• _Task details_: Count the lines in the data below that contain the string "field", treating uppercase and lowercase as different, and reply with only that number.

• _Exercise inputs_:
....

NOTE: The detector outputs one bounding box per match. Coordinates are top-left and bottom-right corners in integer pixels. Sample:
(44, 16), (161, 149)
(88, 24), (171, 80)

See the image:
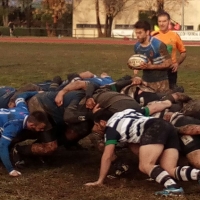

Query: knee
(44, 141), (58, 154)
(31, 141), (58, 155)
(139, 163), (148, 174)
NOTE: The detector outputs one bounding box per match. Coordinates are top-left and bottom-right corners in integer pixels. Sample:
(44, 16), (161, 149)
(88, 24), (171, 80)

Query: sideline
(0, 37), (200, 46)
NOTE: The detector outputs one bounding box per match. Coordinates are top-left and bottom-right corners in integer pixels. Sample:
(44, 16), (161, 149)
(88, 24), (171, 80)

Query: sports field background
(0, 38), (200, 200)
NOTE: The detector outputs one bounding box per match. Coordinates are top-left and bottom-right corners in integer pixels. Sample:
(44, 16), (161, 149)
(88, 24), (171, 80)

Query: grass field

....

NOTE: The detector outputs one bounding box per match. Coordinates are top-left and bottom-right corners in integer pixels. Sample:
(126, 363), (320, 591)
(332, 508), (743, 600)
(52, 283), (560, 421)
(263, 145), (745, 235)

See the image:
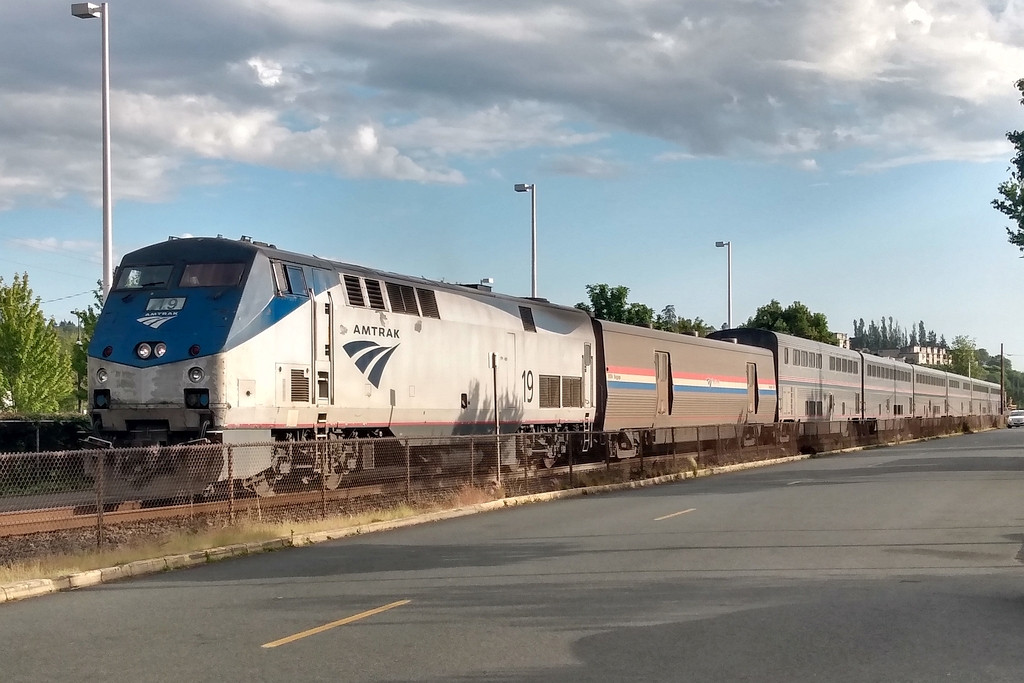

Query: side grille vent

....

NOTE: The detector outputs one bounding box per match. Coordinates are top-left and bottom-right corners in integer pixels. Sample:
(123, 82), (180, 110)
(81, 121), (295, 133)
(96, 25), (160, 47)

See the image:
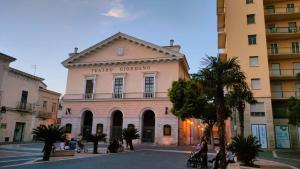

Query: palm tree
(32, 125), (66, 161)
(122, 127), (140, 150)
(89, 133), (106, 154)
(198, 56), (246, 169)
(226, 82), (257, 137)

....

• _Full response_: 2